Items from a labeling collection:
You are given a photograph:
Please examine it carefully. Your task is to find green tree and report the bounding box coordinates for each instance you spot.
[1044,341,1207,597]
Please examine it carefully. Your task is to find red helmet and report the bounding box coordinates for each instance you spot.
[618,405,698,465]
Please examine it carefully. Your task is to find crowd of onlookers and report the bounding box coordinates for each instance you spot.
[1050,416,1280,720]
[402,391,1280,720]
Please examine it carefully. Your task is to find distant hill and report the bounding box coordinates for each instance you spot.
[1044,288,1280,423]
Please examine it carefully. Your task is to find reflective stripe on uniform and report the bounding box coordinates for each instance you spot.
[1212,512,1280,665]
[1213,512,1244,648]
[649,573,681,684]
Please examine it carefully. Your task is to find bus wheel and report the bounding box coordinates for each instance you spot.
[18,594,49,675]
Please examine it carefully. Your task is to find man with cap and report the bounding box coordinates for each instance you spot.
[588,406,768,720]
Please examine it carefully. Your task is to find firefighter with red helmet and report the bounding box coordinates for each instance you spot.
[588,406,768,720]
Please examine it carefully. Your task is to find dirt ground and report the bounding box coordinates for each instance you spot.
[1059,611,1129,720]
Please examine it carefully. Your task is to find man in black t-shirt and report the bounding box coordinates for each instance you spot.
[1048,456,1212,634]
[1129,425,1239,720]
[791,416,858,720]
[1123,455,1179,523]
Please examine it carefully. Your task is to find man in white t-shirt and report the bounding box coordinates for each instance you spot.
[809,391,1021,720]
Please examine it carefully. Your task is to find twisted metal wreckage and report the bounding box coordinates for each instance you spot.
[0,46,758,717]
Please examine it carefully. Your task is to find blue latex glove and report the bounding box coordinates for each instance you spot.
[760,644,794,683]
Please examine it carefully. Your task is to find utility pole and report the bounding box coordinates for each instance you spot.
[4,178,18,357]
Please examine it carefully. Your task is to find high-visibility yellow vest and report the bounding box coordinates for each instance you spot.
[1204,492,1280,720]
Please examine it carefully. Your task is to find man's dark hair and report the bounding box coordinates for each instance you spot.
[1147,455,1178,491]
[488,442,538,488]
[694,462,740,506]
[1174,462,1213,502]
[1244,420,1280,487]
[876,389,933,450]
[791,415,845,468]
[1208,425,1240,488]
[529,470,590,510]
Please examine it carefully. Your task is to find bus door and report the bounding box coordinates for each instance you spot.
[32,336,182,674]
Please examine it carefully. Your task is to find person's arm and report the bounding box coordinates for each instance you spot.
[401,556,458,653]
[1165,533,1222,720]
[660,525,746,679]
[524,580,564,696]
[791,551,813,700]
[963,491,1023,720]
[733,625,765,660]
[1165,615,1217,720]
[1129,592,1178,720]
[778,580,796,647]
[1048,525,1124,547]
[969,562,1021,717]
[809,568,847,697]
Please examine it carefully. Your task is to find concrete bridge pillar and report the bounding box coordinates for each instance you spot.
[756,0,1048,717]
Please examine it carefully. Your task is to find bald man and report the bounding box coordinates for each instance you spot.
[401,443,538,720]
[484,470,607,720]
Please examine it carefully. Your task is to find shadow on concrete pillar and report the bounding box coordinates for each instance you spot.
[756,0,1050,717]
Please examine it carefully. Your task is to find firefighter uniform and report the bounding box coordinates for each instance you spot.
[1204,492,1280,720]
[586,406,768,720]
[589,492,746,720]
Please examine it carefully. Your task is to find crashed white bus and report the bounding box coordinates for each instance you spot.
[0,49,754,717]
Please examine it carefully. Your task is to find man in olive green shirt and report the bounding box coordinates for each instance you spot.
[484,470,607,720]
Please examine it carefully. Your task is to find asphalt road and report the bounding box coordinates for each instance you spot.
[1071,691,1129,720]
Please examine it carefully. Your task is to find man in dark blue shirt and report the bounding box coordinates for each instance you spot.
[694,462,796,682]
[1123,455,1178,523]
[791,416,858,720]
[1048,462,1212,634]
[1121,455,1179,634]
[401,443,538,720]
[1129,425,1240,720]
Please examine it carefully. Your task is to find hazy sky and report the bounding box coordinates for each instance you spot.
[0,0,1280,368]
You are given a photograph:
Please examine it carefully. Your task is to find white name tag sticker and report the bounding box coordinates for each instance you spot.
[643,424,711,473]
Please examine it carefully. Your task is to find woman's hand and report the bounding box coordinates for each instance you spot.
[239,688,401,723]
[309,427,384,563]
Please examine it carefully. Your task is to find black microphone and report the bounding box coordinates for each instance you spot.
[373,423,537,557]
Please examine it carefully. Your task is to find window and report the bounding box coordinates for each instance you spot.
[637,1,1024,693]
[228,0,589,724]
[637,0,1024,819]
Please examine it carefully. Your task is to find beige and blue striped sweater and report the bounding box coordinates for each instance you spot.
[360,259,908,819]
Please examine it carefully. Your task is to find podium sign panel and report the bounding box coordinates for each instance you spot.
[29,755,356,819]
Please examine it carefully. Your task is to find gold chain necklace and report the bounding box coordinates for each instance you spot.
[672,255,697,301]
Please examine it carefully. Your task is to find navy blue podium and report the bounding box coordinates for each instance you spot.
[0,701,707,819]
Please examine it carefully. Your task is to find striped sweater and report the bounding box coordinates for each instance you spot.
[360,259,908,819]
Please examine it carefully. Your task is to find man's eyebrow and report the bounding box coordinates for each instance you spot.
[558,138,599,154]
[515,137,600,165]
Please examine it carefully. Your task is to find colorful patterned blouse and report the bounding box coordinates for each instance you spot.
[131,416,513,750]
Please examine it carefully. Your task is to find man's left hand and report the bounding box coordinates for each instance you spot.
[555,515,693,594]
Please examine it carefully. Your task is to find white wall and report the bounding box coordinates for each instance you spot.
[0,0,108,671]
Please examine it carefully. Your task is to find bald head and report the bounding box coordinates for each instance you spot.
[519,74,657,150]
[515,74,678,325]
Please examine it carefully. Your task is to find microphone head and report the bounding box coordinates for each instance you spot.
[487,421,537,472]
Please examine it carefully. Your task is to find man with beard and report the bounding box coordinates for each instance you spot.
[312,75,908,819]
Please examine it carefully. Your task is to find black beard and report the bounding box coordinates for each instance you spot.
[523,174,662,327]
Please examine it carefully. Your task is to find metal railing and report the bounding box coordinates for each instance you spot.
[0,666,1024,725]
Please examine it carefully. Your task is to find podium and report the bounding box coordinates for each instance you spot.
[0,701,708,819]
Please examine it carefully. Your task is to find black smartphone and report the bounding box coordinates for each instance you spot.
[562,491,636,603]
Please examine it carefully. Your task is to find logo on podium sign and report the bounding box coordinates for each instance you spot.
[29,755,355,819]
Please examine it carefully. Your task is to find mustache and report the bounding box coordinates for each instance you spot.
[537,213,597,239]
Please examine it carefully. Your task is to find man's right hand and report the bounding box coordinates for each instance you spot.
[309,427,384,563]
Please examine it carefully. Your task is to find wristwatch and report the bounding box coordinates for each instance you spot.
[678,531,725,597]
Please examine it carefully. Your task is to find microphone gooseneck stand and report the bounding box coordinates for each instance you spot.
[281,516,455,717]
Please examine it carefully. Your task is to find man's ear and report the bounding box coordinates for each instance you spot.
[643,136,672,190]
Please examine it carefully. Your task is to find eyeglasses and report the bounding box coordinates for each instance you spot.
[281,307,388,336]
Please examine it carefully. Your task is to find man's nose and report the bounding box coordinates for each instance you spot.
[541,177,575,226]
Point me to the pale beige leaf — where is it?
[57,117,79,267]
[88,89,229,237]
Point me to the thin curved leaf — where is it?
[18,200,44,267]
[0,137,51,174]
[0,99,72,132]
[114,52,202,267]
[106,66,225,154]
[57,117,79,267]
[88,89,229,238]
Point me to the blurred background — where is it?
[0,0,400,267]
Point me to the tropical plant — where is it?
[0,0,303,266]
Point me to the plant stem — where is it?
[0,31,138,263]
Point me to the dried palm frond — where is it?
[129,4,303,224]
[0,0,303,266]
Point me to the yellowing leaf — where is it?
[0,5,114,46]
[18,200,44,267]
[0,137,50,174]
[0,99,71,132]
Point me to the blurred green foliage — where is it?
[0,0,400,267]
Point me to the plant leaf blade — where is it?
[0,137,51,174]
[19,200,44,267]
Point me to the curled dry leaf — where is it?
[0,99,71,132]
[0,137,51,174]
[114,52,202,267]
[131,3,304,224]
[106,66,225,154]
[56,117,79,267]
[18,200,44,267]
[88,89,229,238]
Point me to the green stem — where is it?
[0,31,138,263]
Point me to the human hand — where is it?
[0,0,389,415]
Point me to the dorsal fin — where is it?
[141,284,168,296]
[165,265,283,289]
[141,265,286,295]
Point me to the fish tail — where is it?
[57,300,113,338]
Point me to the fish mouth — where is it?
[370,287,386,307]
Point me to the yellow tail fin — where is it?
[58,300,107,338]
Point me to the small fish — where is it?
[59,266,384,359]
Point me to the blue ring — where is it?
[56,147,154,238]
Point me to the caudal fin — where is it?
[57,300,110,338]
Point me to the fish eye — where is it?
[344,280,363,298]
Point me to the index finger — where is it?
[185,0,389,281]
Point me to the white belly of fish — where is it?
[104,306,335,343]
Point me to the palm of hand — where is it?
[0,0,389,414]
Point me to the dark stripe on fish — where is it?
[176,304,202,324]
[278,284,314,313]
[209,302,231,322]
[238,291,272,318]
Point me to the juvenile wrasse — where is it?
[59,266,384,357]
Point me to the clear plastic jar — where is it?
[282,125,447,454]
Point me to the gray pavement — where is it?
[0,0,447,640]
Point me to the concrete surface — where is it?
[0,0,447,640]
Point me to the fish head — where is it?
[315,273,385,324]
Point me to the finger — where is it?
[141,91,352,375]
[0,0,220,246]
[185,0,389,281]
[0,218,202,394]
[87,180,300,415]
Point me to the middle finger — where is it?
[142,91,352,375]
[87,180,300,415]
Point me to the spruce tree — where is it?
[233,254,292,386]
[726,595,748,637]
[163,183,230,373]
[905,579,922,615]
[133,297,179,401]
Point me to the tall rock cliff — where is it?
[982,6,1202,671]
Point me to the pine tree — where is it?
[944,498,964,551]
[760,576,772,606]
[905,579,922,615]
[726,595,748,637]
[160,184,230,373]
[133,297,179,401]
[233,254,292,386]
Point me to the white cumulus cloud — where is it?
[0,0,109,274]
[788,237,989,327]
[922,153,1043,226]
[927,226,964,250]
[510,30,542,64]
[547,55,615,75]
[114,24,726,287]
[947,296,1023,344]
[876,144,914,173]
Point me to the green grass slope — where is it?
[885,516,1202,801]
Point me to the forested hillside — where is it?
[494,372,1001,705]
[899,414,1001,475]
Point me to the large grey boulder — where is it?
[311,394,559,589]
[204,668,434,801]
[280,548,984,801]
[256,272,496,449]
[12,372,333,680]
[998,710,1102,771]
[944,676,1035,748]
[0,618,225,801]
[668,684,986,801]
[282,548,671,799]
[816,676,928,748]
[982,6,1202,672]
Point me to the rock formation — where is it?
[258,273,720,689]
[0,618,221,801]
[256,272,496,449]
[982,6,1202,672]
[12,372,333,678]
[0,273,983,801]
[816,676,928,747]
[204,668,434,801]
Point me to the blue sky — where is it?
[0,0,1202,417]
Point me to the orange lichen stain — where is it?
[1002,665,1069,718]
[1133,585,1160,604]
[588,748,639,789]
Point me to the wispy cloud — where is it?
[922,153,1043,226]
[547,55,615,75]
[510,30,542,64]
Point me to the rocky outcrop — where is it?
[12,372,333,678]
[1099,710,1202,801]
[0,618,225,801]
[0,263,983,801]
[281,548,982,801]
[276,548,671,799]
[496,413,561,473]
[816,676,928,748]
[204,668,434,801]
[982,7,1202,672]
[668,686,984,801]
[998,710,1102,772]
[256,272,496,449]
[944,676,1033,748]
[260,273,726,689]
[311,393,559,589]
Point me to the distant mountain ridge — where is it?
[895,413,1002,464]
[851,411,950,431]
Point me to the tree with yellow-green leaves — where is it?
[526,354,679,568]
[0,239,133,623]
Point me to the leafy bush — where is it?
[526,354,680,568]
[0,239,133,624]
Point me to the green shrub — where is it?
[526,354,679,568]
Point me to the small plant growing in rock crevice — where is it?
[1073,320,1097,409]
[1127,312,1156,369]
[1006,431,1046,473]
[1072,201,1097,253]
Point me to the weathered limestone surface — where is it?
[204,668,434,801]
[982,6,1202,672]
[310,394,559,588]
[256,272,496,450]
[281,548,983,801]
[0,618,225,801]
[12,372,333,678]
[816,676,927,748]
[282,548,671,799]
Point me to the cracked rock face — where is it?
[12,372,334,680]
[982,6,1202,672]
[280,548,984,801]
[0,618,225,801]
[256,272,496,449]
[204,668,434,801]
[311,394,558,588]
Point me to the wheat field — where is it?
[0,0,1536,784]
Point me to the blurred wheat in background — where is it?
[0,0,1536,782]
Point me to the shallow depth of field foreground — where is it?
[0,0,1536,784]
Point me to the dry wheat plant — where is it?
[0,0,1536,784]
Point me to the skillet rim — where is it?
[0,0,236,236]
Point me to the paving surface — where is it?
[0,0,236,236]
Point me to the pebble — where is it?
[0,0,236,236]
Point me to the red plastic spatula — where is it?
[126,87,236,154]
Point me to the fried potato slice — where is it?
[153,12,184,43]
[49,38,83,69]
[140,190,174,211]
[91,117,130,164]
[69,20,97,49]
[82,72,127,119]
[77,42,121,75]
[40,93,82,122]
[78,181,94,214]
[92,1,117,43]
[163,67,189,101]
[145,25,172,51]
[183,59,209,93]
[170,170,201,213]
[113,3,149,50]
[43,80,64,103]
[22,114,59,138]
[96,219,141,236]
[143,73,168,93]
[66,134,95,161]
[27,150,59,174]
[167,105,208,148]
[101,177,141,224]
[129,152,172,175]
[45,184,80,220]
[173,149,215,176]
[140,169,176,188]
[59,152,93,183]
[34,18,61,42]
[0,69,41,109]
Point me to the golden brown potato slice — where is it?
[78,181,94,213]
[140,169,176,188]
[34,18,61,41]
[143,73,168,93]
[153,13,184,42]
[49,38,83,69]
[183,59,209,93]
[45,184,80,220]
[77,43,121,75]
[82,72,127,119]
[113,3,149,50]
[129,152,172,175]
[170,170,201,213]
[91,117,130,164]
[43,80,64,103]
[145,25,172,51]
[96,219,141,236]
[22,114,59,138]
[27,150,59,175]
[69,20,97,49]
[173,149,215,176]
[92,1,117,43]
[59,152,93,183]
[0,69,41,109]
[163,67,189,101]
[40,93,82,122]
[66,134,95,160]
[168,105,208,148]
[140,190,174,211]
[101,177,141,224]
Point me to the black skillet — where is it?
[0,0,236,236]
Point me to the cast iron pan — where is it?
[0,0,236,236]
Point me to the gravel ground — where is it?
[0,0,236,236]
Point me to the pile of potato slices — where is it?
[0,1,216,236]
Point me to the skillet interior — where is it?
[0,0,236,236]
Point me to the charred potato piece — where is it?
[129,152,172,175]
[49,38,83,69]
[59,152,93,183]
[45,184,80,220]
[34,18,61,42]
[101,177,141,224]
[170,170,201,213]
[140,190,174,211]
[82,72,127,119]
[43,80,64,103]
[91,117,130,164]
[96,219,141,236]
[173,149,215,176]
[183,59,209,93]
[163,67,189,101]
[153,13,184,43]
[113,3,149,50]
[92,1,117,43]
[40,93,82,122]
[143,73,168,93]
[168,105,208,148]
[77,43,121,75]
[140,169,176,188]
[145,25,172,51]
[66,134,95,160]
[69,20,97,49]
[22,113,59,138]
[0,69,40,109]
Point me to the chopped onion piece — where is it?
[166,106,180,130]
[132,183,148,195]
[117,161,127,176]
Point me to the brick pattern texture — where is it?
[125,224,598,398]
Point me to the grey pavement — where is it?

Work to be completed:
Rescale the records from the start up to and including the line with "[18,594,49,675]", writing out every line again with the requests included. Multiply each bounding box coordinate in the answers by 2.05 and round it to a whole number, rounding halves up.

Expected answer:
You are given a photograph:
Please examine it carefully. Your task is to find green tree and report the bounding box coordinates for each instance you spot.
[2140,699,2474,1224]
Please examine it carefully. Your task is to find red helmet and report the bounding box coordinates for each instance you spot.
[1267,830,1431,953]
Please examine it carefully. Your task is to find crowd of onlookers and report the bounding box coordinates for each instance you spot.
[2153,853,2624,1476]
[824,802,2624,1476]
Please examine it carefully. Your task is to find distant hill and report the bounding box coordinates for each instance you spot.
[2140,590,2624,867]
Please examine it carefully. Your task is to find reflective stripe on uniform and report the bounding box coordinates for each instance you spot.
[2485,1050,2624,1363]
[2487,1050,2550,1328]
[1330,1175,1396,1402]
Please examine it carefully. Your task is to find bus wheel and report the bounding box coordinates for each instance you spot.
[37,1218,100,1384]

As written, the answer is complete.